** Extracted information follows **

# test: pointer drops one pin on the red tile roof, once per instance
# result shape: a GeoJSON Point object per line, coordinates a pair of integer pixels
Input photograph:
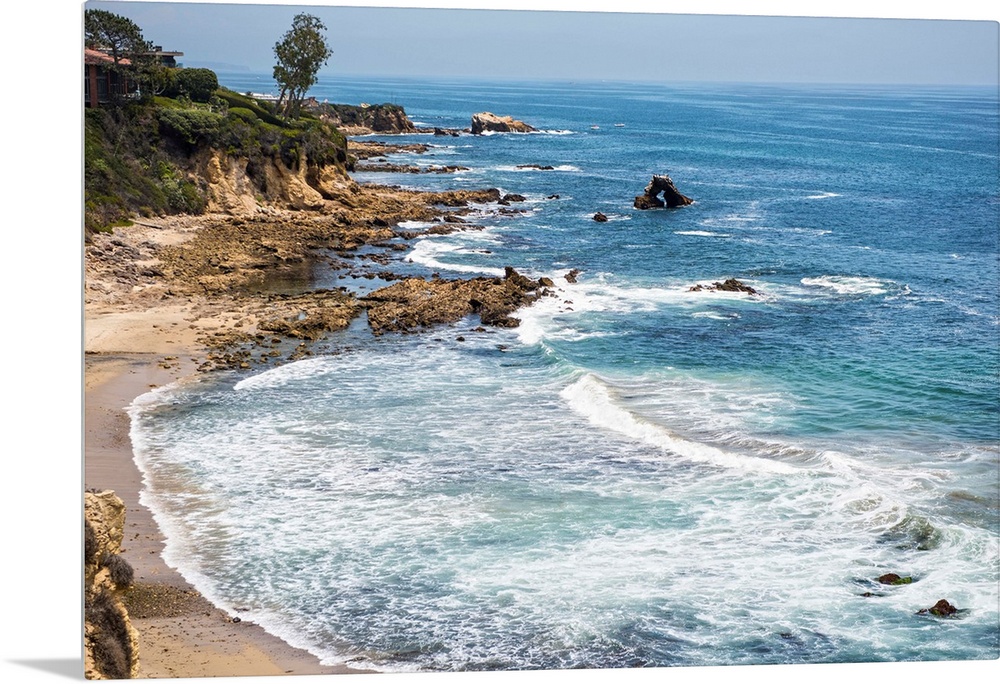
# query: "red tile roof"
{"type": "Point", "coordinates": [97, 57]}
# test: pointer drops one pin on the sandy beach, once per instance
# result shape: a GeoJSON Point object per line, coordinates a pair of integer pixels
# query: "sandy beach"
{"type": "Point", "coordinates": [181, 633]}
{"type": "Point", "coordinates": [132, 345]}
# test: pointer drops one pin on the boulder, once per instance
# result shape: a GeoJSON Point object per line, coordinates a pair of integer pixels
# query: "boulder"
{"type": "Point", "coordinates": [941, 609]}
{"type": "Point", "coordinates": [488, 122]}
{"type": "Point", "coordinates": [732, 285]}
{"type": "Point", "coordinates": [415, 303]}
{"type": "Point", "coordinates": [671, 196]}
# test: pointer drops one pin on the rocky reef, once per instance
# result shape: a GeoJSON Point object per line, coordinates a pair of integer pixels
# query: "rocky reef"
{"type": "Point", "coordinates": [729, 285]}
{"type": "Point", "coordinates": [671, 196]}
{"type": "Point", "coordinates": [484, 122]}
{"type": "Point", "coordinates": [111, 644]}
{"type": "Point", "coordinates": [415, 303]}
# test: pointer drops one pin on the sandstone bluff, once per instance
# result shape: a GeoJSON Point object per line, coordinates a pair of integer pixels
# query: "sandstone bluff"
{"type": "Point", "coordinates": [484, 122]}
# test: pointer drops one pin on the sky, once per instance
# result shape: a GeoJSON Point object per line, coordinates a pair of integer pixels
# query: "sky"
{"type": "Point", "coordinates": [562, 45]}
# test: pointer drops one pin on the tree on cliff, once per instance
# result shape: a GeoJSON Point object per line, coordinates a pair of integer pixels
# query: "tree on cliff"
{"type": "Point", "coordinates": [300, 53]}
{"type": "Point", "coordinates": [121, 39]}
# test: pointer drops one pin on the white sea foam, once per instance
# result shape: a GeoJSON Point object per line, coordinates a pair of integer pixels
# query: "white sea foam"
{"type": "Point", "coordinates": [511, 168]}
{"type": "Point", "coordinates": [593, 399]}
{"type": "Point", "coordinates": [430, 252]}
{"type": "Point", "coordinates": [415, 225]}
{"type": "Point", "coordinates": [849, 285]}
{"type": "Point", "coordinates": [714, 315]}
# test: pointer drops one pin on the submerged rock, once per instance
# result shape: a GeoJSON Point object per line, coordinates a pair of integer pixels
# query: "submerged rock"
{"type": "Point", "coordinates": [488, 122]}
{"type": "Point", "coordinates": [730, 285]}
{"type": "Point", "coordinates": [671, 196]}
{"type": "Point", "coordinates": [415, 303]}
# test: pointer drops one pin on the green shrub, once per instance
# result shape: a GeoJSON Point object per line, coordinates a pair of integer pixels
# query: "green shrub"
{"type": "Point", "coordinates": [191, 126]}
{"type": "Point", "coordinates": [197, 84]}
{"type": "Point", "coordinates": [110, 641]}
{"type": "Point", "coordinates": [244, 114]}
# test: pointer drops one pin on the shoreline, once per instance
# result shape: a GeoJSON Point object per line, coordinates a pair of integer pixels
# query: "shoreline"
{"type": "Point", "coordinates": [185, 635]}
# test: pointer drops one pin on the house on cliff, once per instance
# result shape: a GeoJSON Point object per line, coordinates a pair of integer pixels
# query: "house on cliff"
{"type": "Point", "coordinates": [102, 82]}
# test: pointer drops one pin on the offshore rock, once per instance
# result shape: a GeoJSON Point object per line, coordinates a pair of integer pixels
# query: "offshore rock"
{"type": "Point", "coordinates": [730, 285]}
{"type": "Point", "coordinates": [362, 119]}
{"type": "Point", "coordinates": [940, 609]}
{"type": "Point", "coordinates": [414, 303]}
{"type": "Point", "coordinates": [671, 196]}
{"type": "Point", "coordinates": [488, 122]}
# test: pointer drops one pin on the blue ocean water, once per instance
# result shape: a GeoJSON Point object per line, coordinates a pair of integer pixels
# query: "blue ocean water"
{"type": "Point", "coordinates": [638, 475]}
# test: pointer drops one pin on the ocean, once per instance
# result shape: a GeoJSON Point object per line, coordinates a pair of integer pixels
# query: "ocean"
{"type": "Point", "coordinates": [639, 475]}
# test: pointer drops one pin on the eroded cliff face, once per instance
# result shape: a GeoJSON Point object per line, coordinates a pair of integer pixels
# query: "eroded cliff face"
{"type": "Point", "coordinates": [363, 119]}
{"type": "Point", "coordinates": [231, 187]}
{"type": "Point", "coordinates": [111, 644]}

** End of Extracted information **

## Task requirements
From the entries above, return exactly the line containing "# test: pointer drops one pin on the blue", the line containing "# test: pointer drops one pin on the ocean, once", and all lines between, and nothing else.

## Solution
# test: pointer drops one pin on the blue ocean water, once per instance
# result shape: a GeoJSON Point object per line, coordinates a pair of integer pixels
# query: "blue ocean water"
{"type": "Point", "coordinates": [638, 475]}
# test: pointer drops one pin on the ocean, once per instance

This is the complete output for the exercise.